Task brief ->
Every line from the one with "Indicate the autumn" to the end of the data needs to be copied exactly, and no line before it.

======== Input ========

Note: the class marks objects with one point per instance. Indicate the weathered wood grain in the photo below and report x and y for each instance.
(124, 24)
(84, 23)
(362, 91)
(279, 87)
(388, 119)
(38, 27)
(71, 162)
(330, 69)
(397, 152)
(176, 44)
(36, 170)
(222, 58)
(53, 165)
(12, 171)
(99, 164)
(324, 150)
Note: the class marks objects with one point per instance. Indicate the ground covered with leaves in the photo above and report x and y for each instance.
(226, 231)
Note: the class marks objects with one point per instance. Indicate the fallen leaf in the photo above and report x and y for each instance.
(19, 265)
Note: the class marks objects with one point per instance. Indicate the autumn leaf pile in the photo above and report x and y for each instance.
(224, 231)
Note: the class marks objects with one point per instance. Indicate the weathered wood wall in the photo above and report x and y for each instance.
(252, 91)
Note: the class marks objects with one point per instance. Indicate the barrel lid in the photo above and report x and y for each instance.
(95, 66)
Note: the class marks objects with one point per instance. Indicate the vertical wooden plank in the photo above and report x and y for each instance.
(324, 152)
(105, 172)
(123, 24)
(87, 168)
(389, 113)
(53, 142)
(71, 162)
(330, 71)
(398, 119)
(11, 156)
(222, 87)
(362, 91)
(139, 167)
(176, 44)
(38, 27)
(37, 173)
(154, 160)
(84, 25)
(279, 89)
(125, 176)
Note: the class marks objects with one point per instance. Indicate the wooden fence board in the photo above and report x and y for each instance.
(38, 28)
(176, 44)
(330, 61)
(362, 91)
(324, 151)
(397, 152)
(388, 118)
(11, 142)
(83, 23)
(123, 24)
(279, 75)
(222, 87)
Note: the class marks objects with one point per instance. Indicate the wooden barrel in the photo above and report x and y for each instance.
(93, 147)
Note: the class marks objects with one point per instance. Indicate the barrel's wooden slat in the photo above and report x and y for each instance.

========

Task response ->
Note: the class marks objects with one point per instance. Indicate the autumn leaf pile in the photo above and report x and y for each instance.
(224, 231)
Note: the class marks objects with one point per instance. Indicate the weathered wood wall in the photo above and report x and y for each instance.
(252, 91)
Note: the class marks objects with one point per instance. Indicate the barrel lid in the photo above and report x and y for each instance.
(95, 66)
Note: the class marks objects with one point per instance. Indicate the vertical wooden plank in the photo above and report x and y for each instance.
(324, 152)
(105, 172)
(123, 24)
(87, 168)
(389, 113)
(53, 142)
(71, 162)
(330, 71)
(398, 119)
(11, 156)
(222, 87)
(362, 91)
(139, 167)
(176, 44)
(38, 27)
(37, 173)
(154, 160)
(84, 25)
(279, 89)
(125, 176)
Note: the class marks objects with one point per instance. Indicate the wooden fence board in the photo above and report x and y for each instance.
(38, 28)
(176, 44)
(330, 61)
(362, 91)
(324, 151)
(397, 152)
(388, 118)
(11, 142)
(83, 23)
(123, 24)
(279, 75)
(222, 87)
Note: the class marks objects with one point per instance. Indicate the wooden barrel in the photo above and report x and y for each instance.
(93, 147)
Note: the class marks objects with one point per instance. Indicate the barrel's wooden slat in the photo above and report x and y for each instance.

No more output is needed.